**Recorded information:**
'''
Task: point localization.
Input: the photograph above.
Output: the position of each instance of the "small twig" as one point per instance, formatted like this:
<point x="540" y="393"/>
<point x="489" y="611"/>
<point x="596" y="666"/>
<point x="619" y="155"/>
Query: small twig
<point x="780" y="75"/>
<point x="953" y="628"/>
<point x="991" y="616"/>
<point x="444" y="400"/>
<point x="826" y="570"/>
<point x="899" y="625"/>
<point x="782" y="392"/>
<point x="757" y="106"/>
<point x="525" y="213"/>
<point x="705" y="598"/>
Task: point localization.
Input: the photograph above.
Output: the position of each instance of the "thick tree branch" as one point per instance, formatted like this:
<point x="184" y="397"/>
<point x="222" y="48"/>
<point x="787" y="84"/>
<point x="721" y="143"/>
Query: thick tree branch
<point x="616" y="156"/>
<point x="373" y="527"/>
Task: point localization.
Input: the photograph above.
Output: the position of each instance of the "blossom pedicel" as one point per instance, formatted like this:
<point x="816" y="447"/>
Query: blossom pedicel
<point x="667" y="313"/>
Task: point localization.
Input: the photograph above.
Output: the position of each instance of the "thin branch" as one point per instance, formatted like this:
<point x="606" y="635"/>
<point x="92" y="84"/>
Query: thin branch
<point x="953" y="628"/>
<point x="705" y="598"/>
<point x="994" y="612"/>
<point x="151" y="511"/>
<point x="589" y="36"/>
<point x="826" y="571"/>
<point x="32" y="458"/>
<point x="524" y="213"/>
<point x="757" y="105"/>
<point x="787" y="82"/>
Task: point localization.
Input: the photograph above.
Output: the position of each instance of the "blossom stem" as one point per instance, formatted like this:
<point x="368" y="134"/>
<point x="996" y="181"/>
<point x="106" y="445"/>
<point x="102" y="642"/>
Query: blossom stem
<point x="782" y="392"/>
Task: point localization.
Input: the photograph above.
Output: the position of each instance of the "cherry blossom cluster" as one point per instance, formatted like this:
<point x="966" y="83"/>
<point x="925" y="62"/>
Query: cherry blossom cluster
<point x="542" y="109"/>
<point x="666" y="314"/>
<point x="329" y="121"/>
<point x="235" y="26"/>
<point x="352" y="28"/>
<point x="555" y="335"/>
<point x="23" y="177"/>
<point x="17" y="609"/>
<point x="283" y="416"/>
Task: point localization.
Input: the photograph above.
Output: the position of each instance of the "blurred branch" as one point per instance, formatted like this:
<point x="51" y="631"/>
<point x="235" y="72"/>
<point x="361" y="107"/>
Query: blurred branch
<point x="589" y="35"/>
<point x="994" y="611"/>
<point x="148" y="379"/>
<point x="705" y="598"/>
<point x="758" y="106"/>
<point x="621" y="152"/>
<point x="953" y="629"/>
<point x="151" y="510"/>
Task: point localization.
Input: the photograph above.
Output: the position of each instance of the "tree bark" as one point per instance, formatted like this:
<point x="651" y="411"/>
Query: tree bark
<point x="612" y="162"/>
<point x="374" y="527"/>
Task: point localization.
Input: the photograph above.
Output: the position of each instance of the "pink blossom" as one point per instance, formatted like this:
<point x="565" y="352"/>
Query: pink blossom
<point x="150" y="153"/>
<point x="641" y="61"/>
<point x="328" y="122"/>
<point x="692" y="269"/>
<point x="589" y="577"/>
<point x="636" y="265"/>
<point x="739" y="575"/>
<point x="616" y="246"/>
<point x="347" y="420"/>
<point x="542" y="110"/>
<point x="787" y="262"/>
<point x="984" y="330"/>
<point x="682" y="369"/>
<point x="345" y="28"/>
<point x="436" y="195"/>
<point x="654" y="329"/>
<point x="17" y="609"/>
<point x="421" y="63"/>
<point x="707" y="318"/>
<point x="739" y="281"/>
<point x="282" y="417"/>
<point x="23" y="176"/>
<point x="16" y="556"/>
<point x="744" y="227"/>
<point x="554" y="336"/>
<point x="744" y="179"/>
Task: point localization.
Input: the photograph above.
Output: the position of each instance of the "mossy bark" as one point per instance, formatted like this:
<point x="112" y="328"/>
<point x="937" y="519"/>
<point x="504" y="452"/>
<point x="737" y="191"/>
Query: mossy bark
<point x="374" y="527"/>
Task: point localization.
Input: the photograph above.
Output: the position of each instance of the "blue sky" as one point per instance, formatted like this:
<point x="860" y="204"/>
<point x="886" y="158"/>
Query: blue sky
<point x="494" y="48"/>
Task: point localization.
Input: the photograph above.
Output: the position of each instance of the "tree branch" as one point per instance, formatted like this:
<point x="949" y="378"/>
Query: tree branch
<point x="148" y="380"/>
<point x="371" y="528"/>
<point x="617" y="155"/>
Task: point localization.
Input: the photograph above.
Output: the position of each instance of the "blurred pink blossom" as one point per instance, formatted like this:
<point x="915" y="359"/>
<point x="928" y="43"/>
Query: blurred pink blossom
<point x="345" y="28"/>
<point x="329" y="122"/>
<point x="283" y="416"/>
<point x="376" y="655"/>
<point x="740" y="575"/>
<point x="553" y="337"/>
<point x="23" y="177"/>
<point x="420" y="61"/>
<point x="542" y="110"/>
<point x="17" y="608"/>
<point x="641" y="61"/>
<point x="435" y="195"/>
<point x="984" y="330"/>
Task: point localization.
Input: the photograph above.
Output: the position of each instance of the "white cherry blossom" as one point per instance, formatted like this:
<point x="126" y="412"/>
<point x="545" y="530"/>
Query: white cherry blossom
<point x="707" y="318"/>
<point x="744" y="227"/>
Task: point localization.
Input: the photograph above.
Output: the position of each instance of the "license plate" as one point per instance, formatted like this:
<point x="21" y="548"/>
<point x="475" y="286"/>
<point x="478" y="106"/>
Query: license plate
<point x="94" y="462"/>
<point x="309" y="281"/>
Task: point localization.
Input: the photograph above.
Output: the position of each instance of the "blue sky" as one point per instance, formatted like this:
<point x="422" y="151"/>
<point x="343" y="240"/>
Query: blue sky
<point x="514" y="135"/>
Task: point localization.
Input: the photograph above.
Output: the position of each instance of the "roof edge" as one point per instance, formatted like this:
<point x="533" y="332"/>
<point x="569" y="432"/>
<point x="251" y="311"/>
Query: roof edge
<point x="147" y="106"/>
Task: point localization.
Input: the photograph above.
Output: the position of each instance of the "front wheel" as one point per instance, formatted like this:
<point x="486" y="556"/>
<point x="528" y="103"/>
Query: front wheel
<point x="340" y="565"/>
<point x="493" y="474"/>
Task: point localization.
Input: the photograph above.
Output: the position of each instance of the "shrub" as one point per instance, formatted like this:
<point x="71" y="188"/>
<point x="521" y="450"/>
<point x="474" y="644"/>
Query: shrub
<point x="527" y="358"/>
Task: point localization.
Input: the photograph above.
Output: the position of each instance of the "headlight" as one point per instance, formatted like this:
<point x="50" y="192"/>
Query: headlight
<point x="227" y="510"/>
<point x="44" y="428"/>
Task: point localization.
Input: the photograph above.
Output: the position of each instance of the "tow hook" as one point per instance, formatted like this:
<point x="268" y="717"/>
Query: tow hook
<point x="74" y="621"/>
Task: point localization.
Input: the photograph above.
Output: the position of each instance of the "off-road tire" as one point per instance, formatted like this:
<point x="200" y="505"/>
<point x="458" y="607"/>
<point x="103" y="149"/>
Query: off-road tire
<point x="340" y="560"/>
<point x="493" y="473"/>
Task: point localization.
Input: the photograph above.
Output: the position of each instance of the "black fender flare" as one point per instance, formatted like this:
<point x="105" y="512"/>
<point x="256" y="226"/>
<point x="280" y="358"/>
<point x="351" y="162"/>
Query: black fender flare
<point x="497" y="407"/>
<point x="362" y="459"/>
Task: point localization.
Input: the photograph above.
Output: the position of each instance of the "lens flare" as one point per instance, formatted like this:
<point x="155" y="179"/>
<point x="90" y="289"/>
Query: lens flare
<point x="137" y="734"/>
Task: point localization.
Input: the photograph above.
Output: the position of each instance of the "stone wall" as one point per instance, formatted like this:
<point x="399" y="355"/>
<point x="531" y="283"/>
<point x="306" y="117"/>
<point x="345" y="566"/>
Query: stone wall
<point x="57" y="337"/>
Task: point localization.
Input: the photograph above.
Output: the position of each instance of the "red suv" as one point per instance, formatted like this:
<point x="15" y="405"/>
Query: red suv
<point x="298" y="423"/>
'''
**Given request:**
Which lines of the data above contain the string "stem", matching case? Show each of those lines in full.

**Answer in full:**
Output: the position of each instance of the "blossom stem" as one point per instance, formatted like this:
Query: blossom stem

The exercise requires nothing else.